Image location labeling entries
Start

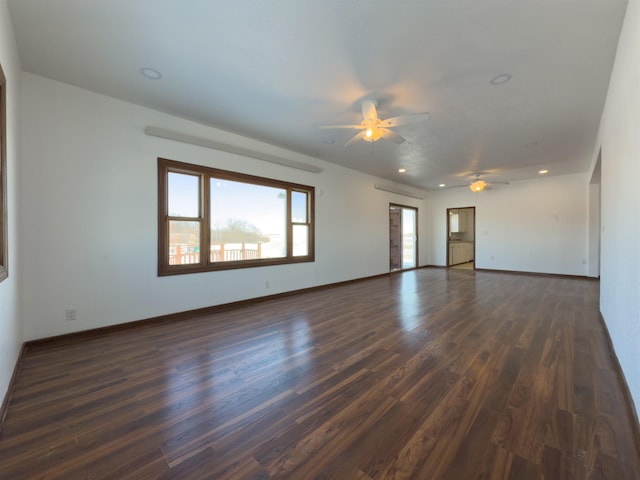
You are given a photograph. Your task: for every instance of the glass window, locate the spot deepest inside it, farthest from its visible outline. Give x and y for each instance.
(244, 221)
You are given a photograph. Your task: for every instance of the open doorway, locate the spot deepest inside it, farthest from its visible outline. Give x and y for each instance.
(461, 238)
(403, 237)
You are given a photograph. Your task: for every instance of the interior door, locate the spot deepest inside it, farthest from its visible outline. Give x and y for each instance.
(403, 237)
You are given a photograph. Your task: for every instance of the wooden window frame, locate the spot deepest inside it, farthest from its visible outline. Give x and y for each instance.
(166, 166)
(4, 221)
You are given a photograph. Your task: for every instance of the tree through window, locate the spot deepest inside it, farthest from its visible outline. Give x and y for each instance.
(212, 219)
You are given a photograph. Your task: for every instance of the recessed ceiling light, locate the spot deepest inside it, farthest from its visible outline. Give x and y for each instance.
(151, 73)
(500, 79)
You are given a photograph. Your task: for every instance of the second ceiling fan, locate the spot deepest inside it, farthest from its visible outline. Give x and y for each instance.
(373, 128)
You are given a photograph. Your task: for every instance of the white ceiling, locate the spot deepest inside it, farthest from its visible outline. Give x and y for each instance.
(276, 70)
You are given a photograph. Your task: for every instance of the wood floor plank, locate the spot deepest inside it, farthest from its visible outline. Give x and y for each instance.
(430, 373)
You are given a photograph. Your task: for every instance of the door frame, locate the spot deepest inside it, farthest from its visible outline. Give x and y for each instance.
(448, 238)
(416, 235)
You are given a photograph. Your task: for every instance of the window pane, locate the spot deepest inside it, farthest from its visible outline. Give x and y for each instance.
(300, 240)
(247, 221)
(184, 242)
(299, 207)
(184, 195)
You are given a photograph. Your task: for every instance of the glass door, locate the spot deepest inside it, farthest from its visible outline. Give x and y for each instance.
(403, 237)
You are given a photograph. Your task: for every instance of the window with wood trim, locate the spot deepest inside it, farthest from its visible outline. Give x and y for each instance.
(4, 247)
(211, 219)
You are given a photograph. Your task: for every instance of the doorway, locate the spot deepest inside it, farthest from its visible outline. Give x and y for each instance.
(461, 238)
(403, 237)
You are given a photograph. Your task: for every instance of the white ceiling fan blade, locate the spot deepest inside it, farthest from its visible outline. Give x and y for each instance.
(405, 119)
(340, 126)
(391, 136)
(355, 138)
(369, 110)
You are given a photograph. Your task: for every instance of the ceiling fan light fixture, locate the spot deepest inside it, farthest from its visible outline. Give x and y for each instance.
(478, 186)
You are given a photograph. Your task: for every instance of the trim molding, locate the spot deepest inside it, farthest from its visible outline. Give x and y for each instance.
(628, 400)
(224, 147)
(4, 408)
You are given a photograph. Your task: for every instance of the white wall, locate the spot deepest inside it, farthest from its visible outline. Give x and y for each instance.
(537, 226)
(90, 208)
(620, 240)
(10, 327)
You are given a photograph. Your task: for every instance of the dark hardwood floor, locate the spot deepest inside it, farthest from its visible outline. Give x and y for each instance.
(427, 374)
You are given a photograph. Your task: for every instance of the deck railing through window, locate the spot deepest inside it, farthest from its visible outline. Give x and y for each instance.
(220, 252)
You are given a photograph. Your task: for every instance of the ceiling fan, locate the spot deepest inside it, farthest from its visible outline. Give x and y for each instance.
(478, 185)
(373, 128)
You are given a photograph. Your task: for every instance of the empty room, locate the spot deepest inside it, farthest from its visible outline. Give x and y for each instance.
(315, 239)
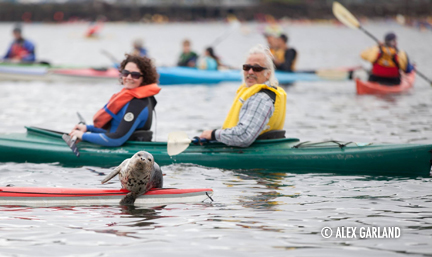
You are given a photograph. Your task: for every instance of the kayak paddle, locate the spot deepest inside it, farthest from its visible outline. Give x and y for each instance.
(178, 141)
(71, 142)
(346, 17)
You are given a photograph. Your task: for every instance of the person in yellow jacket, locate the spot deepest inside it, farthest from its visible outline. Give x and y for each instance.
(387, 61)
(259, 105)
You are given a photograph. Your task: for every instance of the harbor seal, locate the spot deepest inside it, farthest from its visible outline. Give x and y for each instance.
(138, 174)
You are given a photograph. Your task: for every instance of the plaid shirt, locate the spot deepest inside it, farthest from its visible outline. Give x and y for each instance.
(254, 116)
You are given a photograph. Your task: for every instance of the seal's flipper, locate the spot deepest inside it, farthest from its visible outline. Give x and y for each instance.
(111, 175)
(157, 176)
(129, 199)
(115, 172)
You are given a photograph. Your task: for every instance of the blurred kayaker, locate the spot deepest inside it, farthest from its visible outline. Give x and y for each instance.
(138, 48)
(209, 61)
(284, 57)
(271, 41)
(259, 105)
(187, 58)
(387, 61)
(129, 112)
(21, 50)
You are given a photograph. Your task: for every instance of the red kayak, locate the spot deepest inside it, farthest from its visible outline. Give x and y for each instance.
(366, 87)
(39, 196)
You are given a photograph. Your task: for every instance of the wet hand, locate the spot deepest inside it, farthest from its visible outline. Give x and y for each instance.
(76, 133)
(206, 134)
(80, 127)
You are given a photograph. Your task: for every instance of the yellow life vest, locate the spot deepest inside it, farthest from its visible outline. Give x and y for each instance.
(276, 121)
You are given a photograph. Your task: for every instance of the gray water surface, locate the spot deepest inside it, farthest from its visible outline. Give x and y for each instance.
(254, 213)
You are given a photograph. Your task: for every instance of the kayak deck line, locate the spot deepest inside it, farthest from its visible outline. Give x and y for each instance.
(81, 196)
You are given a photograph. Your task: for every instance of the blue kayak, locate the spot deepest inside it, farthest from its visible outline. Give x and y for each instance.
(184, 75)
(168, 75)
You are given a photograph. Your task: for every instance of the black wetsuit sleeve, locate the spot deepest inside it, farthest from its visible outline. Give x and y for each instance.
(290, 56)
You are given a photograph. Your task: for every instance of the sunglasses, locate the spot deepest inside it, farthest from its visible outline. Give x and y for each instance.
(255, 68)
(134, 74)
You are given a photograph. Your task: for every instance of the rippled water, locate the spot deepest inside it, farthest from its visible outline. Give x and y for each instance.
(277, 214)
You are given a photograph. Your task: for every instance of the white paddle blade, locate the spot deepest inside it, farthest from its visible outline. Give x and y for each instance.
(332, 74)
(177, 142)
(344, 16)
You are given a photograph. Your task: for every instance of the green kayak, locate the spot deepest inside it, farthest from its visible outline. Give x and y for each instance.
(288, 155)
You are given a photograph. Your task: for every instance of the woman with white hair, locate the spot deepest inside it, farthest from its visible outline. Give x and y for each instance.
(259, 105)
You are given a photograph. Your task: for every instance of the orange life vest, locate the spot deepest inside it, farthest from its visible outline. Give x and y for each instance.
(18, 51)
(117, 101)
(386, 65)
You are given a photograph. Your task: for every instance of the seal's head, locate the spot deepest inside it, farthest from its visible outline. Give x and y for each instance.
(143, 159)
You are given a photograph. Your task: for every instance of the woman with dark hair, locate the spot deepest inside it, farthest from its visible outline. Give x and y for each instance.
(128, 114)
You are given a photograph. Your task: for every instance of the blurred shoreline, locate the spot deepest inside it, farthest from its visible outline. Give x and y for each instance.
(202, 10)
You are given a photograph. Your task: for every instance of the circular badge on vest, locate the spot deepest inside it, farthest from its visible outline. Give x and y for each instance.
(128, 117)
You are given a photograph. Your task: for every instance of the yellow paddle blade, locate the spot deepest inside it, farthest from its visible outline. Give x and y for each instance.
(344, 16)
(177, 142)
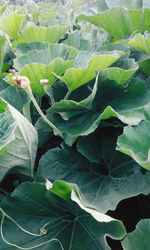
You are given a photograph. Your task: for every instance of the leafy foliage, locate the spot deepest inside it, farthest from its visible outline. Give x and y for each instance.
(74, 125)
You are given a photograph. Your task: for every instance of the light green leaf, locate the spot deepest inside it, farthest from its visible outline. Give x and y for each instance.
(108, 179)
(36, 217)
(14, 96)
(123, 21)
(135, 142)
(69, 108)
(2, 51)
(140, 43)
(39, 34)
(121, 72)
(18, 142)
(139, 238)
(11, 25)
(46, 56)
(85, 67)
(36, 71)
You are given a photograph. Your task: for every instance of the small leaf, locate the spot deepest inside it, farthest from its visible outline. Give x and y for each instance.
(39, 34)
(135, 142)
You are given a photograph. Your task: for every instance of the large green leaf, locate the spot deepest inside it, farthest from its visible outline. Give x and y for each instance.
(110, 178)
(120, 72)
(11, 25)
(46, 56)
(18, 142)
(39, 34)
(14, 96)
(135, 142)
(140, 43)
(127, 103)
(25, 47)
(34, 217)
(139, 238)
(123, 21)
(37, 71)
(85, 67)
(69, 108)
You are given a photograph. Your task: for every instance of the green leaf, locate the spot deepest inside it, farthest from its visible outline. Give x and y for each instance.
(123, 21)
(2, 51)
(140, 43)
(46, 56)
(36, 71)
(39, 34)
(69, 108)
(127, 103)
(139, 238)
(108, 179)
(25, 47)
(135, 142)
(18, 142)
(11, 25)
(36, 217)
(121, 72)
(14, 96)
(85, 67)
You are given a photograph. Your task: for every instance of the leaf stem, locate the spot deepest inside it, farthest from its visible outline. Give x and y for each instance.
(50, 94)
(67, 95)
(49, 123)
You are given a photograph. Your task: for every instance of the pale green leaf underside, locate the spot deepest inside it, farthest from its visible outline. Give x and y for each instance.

End
Start

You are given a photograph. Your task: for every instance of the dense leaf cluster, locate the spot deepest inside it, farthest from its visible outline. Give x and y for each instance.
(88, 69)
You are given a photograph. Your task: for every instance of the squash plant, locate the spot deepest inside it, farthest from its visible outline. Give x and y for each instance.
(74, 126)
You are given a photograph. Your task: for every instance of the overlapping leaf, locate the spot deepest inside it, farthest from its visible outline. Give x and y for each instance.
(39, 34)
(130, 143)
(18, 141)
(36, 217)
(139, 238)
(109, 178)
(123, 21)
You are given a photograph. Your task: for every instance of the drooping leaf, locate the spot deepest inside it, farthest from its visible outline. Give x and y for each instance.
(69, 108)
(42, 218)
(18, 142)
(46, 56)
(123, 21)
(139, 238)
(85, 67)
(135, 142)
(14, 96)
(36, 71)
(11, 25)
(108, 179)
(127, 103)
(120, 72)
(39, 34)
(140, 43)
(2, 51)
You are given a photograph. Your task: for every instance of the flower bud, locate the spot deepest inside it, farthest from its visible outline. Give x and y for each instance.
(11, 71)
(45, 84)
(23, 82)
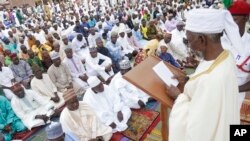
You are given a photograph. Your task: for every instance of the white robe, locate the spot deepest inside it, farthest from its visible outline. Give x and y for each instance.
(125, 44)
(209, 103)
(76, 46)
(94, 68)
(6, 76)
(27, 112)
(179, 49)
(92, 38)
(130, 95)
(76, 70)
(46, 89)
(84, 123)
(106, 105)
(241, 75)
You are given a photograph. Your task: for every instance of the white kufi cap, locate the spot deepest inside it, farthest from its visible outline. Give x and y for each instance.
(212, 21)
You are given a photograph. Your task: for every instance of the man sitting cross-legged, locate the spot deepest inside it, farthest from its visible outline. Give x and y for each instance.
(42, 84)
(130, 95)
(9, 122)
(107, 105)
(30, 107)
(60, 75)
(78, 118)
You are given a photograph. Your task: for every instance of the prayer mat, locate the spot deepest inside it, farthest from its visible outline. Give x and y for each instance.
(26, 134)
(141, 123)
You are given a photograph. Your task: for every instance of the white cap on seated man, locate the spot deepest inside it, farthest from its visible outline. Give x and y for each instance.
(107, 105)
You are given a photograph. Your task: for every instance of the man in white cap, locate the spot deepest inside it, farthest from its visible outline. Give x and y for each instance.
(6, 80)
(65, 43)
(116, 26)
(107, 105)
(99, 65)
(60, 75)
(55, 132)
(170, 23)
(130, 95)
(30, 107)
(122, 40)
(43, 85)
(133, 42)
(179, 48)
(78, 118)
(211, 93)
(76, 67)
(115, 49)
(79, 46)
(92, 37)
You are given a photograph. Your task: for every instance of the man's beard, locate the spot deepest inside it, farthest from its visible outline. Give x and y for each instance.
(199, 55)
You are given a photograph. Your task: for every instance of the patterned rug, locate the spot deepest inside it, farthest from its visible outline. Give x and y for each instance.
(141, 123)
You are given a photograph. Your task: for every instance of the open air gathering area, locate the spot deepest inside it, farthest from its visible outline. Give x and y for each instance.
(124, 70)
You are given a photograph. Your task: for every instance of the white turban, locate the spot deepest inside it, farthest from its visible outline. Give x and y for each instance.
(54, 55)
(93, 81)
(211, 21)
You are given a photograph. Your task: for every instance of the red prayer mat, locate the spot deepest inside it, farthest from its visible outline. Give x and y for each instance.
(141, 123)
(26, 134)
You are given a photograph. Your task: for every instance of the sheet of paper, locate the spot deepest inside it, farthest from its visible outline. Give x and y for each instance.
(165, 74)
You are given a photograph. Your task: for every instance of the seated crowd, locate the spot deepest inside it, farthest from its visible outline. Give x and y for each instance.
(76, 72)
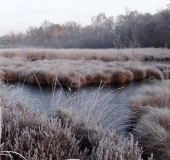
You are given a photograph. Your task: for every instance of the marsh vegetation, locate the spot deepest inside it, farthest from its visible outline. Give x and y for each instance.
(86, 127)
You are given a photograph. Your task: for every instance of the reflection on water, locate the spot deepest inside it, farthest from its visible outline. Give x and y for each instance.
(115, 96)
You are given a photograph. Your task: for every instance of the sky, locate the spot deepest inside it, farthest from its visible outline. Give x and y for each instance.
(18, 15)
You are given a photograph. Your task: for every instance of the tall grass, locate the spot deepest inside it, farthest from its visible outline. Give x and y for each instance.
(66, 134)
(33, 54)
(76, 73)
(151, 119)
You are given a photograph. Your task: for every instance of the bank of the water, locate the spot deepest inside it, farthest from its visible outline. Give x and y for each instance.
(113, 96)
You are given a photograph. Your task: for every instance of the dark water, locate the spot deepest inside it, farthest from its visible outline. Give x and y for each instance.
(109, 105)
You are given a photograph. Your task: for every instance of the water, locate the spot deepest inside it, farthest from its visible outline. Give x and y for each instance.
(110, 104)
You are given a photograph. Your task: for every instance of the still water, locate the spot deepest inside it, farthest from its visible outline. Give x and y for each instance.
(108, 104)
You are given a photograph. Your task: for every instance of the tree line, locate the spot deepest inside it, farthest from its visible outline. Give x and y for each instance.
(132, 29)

End
Start

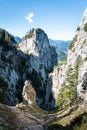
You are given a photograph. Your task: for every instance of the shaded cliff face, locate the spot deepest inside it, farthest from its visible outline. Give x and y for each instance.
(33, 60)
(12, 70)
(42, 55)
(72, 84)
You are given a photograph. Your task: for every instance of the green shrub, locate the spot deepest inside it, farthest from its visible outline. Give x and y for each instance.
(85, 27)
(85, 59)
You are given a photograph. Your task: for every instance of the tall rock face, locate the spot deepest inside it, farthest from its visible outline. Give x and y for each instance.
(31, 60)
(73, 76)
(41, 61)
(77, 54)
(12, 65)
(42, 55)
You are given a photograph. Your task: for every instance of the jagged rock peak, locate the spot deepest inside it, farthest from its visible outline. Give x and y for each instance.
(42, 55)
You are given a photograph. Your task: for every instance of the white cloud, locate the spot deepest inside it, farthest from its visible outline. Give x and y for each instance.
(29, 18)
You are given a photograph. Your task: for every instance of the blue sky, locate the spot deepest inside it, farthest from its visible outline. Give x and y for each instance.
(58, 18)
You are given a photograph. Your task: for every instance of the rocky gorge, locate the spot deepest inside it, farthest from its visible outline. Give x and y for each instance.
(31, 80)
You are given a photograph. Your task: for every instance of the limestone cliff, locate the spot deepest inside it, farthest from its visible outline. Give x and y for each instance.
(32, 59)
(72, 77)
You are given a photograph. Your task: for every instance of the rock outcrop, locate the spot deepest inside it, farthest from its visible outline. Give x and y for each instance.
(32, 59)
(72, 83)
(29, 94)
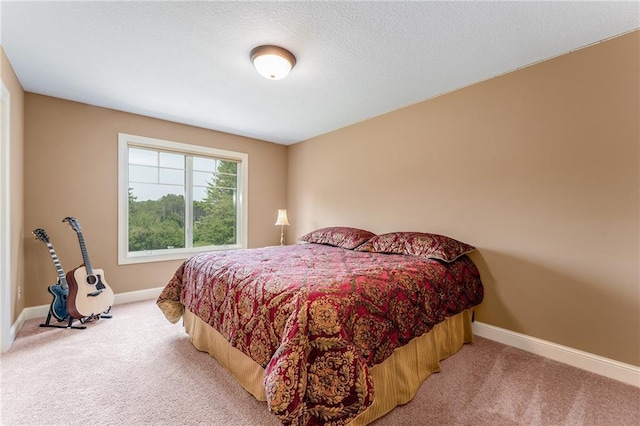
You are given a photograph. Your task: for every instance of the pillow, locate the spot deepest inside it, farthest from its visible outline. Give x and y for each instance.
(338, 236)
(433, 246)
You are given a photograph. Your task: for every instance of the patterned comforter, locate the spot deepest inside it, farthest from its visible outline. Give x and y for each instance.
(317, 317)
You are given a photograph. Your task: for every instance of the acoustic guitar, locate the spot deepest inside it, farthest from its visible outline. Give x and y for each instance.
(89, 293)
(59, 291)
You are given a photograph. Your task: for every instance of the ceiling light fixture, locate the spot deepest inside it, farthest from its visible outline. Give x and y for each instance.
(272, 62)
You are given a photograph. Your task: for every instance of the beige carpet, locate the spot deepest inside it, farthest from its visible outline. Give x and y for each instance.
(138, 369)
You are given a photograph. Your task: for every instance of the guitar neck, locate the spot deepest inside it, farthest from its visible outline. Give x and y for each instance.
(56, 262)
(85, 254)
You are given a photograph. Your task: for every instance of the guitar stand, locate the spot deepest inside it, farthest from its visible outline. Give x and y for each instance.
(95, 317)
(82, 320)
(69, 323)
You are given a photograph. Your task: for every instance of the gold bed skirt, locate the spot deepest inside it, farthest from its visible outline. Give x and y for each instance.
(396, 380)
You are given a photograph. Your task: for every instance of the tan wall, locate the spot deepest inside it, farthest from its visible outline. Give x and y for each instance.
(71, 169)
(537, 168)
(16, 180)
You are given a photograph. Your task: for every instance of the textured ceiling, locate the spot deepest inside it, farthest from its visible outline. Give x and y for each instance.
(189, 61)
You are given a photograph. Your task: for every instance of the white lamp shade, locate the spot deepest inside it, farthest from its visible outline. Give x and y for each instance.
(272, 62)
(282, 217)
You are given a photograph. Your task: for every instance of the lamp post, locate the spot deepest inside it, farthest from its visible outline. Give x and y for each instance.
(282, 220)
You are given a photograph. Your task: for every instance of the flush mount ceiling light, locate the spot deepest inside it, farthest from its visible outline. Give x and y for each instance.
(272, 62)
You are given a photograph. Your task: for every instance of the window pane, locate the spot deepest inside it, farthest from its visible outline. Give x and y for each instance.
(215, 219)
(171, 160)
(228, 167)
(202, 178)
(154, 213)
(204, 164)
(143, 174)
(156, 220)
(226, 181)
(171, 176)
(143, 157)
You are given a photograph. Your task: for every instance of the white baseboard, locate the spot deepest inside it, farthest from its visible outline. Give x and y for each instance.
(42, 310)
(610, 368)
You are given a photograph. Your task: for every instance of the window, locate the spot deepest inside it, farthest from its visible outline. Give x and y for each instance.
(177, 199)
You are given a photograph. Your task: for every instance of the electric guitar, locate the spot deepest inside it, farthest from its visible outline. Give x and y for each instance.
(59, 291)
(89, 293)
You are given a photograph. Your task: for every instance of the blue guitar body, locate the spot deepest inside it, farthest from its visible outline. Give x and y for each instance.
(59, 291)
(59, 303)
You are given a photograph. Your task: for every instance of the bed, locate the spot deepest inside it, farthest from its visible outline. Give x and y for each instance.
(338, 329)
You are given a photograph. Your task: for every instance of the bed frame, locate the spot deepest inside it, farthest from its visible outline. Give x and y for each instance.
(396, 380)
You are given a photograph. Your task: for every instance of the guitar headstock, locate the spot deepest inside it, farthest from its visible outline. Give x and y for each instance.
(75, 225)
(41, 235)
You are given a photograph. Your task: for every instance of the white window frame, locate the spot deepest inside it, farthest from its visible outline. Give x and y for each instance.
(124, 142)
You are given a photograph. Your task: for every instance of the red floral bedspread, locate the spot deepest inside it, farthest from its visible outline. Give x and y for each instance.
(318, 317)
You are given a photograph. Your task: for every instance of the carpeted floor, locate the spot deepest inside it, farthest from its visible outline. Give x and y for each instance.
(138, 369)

End

• Exercise details: Render as a numbered list the lines of the items starting with the line that contains "the green leaf, locate" and going on through the line that contains "of the pale", leaving out any blank lines.

• Exercise response:
1. You are given a photograph. Your task: for every instance of the green leaf, locate the spot deepest inside it, farthest from its visible outline. Give x and y for each instance.
2. (123, 21)
3. (2, 51)
4. (140, 43)
5. (46, 56)
6. (36, 71)
7. (39, 34)
8. (69, 108)
9. (127, 103)
10. (139, 238)
11. (108, 179)
12. (25, 47)
13. (135, 142)
14. (18, 142)
15. (11, 25)
16. (36, 217)
17. (121, 72)
18. (14, 96)
19. (85, 67)
20. You are given a photograph. Your task: for every instance of the leaf stem, locate the spot deepest inside it, farthest from its visible outline. Give x and y for each instance.
21. (50, 94)
22. (67, 95)
23. (49, 123)
24. You are given a photograph. Your task: for every instance of the pale green leaf underside, locate the spot deepest inside it, farthest from its visible outline. Give x and y for each instance.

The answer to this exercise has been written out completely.